Start of Source records

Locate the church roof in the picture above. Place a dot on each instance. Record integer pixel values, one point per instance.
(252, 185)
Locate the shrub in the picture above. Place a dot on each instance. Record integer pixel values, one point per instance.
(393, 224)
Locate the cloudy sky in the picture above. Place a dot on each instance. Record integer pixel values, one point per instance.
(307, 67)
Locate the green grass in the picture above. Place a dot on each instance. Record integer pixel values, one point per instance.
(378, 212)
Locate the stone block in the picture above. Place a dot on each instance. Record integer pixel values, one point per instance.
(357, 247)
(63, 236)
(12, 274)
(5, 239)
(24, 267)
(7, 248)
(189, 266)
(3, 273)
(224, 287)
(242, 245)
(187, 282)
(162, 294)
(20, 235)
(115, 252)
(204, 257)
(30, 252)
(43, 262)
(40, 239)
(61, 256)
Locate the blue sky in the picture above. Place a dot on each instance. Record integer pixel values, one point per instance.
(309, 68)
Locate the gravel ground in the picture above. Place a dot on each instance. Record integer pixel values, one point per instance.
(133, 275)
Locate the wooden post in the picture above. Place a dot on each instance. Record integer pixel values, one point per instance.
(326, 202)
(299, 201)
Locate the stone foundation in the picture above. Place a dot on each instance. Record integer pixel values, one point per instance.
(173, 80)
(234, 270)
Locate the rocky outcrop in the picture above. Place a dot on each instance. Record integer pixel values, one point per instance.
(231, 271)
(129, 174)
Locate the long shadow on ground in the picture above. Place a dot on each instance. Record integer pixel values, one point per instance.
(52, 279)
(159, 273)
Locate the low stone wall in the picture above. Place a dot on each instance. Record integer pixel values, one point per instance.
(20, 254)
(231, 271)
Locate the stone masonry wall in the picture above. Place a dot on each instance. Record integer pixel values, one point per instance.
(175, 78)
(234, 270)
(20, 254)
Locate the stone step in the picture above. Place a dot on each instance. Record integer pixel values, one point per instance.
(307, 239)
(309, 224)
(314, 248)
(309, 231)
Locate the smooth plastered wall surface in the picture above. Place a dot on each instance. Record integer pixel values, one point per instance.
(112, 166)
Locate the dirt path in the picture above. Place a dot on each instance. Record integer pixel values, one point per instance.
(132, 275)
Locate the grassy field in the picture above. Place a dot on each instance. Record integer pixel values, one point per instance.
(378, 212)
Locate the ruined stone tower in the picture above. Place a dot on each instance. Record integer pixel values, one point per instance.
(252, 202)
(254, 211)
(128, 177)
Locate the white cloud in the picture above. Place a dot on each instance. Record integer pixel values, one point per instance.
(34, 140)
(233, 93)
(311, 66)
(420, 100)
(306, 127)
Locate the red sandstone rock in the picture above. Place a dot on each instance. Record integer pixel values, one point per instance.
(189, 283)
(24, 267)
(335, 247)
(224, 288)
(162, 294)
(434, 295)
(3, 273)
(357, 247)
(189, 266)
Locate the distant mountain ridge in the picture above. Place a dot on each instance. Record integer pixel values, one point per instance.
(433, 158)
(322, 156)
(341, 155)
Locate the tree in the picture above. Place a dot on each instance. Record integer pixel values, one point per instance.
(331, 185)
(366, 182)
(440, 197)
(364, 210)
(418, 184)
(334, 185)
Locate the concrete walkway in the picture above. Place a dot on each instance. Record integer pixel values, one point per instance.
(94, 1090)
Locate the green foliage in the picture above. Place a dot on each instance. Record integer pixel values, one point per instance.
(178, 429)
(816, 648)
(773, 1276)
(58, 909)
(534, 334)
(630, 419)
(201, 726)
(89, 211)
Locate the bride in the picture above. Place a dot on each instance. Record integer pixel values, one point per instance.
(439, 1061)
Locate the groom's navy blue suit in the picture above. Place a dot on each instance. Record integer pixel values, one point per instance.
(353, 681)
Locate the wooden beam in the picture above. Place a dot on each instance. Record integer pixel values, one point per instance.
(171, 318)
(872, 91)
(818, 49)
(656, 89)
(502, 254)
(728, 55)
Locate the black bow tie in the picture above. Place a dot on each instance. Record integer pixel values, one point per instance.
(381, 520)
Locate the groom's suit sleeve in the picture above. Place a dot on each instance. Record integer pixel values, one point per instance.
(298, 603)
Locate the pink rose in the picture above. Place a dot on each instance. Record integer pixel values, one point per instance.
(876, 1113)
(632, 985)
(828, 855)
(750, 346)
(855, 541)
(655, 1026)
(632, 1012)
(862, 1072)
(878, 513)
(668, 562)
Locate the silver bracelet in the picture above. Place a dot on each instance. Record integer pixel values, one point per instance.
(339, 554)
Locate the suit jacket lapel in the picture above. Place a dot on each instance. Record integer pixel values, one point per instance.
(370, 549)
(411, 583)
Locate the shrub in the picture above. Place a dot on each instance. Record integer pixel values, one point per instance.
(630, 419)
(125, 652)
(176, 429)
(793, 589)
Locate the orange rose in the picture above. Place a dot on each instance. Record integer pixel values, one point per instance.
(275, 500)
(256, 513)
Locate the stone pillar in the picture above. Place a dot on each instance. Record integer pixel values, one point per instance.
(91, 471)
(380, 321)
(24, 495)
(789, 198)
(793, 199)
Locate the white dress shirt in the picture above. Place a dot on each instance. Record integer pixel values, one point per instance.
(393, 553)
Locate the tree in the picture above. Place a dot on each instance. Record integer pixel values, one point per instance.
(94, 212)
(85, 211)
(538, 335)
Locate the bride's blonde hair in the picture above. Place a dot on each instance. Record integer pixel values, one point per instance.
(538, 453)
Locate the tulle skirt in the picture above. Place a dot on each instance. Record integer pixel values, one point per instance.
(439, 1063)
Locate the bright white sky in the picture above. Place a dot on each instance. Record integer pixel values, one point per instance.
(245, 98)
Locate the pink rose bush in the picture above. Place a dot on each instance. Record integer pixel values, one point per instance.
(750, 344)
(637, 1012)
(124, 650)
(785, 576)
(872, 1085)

End of Source records
Start of Source records

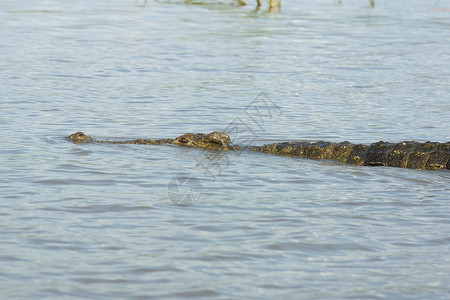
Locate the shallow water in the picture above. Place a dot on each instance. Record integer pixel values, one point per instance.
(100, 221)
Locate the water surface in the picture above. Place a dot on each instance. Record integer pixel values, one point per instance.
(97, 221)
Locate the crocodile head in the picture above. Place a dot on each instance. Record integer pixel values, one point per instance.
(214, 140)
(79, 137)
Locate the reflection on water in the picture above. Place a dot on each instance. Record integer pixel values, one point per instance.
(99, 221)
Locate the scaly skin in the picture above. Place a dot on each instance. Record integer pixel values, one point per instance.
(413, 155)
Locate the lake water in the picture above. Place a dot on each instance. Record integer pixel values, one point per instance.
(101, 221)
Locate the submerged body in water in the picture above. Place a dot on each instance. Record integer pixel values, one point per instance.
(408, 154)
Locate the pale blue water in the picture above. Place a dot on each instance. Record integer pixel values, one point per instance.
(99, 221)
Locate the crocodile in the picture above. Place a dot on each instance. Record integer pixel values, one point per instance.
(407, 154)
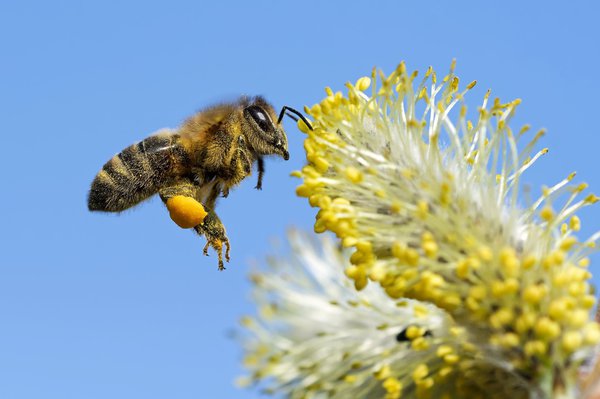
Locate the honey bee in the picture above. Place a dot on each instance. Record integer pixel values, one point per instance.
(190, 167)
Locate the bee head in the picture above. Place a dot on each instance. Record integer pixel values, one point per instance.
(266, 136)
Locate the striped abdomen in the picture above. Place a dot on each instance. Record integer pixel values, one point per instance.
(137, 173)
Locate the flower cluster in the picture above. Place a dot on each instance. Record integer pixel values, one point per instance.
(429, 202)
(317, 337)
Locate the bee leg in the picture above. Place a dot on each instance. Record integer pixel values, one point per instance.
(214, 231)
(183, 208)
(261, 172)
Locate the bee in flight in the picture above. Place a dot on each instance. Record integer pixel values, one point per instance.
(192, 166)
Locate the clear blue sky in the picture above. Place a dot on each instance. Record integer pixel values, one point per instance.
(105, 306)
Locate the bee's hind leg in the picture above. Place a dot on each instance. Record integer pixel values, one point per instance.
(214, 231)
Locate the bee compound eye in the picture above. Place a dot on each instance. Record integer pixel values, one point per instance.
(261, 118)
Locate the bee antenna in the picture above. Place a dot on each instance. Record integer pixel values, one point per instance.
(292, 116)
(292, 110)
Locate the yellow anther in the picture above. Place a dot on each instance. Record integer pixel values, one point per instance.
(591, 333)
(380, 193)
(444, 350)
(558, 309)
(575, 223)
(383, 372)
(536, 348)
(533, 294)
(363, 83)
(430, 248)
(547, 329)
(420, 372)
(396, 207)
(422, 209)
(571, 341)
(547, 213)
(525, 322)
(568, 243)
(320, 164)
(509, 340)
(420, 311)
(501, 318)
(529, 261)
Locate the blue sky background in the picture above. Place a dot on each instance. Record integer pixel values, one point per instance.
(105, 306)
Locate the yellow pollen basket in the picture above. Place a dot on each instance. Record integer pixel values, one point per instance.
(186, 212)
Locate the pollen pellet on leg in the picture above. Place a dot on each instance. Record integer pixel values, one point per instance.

End of Source records

== Task details ==
Only the lines above starting at the one containing "Locate the yellow anther" and ending at the one containing "Locate the pollen", both included, are to be returned, exactly as they read.

== Reply to the exercise ==
Locate the yellow anther in the picture above. Place a dot on each instance. Record integer pixel values, one point per instance.
(591, 333)
(380, 193)
(444, 350)
(558, 309)
(575, 223)
(383, 372)
(536, 348)
(533, 294)
(363, 83)
(430, 248)
(547, 329)
(420, 372)
(396, 207)
(422, 209)
(571, 341)
(547, 213)
(525, 322)
(568, 243)
(320, 164)
(509, 340)
(420, 311)
(501, 318)
(529, 261)
Locate the blue sky background in the picture above. Place a dot on each instance. Record integer pixel values, one point per instance.
(105, 306)
Locate the yellow pollen basket in the picture above. Place a dot on each instance. Record integer pixel values, one point per instance.
(186, 212)
Locate the pollen pellet on leg in the picture above. Place a dot on each instance. Record integer pixel values, one point per instance.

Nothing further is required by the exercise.